**** Text provided

Barrio Fino World Tour
- Location: North America • South America
- Associated albums: Barrio Fino; Barrio Fino en Directo;
- Start date: October 23, 2004
- End date: June 19, 2006
- Legs: 3
- No. of shows: 44 in total

Daddy Yankee concert chronology
- ; Barrio Fino World Tour (2004–06); The Big Boss Tour (2007–08);

= Barrio Fino World Tour =

2004–06 concert tour by Daddy Yankee

The Barrio Fino World Tour was a concert tour by reggaetón singer Daddy Yankee to promote his third studio album, Barrio Fino (2004). This was his first stadium and arena tour, and his first major tour in the United States, becoming the first reggaetón act to embark on an American tour. The Barrio Fino tour visited Latin America and portions of the United States and consisted of three legs. In December 2005, Yankee released Barrio Fino en Directo, a live album of the tour; included on the compact-disc is also DVD footage of the concert filmed in Colombia, the Dominican Republic and Ecuador, and at Yankee's home shows in Puerto Rico.

********
**** Data

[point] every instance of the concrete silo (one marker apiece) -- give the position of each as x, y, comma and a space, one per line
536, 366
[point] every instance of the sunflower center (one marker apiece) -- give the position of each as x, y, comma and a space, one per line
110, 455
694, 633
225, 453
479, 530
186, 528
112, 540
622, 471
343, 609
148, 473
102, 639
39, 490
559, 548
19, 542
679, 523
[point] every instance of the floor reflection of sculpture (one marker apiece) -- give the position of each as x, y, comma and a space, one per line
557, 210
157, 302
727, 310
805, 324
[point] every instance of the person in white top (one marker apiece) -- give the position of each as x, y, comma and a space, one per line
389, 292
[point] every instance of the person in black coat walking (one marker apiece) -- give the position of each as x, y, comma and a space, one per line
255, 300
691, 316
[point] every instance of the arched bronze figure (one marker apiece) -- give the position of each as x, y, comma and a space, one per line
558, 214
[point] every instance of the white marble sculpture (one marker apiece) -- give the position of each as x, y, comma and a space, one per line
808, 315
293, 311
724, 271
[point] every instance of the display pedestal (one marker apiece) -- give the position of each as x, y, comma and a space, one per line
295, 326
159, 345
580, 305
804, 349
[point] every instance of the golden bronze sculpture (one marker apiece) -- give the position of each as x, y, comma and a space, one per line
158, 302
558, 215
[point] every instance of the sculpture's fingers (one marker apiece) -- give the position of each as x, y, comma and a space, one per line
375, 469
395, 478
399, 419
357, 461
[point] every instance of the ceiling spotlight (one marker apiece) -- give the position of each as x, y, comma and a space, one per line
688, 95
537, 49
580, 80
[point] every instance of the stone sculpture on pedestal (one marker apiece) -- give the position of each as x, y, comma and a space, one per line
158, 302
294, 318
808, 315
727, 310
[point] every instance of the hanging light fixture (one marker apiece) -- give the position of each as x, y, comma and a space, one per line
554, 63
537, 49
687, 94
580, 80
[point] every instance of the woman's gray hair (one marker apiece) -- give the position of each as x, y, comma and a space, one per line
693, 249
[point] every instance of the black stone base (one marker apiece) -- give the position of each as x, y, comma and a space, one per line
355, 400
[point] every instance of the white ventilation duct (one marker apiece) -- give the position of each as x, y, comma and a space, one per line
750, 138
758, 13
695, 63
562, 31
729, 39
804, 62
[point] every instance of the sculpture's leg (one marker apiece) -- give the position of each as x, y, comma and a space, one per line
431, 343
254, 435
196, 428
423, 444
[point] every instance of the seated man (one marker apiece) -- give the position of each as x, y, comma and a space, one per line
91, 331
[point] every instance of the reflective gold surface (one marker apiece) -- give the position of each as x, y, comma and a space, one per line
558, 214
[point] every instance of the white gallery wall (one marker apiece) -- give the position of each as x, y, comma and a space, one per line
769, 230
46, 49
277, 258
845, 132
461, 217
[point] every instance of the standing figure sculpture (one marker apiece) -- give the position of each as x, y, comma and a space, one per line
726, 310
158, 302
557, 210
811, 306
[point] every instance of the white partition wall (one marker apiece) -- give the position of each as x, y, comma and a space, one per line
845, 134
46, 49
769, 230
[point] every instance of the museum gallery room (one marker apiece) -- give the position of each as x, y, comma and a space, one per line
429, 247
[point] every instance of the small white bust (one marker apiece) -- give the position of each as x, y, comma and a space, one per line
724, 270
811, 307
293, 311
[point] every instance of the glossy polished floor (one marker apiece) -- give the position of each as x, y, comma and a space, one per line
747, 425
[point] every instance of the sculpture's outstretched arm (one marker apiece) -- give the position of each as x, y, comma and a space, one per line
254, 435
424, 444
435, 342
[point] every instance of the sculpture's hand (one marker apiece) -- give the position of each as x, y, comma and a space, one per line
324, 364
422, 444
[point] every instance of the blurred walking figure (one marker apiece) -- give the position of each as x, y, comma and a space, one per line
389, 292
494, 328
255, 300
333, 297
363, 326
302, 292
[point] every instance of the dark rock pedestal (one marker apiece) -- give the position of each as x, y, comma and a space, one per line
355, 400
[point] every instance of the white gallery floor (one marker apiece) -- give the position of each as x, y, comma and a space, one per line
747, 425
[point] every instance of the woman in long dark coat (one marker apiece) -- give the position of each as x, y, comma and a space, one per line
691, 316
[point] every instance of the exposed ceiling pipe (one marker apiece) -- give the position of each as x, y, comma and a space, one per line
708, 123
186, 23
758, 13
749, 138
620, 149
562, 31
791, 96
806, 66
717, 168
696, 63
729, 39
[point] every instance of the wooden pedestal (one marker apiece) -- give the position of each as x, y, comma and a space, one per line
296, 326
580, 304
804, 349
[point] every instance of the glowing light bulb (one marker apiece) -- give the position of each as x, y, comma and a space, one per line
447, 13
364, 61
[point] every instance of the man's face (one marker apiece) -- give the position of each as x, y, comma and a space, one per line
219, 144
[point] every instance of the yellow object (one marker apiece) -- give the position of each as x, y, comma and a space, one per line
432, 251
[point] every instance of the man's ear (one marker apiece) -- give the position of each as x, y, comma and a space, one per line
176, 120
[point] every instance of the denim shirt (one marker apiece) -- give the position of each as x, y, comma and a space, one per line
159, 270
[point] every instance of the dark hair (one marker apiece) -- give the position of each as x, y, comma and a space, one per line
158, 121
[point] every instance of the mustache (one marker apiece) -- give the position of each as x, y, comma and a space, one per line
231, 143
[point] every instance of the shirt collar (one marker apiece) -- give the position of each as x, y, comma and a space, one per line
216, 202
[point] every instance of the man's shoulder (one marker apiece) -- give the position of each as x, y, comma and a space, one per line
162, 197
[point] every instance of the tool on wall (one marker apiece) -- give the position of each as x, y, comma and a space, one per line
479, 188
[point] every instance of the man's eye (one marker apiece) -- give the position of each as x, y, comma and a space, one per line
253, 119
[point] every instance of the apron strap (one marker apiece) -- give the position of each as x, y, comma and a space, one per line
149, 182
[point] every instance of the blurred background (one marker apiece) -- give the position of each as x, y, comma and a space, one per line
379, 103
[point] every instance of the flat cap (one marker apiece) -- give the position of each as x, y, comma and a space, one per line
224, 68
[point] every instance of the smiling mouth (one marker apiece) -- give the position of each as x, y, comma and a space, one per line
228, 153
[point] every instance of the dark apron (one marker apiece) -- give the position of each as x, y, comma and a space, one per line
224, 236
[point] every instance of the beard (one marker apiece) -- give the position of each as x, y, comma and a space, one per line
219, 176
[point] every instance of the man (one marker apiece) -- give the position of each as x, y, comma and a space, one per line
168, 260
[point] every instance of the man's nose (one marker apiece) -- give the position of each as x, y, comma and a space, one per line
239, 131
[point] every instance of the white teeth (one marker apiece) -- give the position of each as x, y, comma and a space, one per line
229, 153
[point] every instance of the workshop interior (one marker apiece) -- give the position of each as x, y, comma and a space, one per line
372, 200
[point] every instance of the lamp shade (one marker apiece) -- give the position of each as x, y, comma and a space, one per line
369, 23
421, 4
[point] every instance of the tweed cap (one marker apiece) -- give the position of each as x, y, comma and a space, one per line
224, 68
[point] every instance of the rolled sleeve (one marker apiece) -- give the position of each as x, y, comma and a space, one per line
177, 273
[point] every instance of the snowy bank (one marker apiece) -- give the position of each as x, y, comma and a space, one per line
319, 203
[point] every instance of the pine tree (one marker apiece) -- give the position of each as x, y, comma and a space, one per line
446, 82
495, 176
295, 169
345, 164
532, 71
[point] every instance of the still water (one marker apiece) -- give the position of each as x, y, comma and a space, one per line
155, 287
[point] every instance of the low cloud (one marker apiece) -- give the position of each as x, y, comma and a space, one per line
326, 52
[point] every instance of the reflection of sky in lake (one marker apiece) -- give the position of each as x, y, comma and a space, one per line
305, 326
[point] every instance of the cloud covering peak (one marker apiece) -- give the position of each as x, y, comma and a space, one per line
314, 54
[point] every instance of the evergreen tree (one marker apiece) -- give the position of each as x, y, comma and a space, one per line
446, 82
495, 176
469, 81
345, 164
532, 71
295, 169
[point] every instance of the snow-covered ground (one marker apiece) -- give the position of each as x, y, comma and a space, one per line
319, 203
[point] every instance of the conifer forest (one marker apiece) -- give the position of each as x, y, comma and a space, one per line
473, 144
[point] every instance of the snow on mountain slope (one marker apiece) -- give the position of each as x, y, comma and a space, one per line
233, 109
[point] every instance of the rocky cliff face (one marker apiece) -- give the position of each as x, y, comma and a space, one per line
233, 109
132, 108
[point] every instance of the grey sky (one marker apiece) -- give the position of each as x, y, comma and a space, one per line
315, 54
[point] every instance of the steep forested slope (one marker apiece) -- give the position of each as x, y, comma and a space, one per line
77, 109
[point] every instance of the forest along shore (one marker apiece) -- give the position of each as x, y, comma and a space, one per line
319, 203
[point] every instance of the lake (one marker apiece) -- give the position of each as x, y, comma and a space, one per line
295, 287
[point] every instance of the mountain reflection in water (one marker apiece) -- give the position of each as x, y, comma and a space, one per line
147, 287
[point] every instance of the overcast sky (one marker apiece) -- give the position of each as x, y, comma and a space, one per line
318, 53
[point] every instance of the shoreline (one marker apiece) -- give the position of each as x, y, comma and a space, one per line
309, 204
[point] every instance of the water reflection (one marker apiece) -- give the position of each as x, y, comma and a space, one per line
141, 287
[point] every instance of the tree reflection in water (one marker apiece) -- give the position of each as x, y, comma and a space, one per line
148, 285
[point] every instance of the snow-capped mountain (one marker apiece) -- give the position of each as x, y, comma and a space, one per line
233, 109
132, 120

********

▶ _Goal of the exercise_
Answer these questions using the text on the Barrio Fino World Tour.
(a) On what date did the tour begin?
(b) How many shows did the tour have in total?
(c) What did Daddy Yankee release in December 2005?

▶ _Expected output_
(a) October 23, 2004
(b) 44
(c) Barrio Fino en Directo, a live album of the tour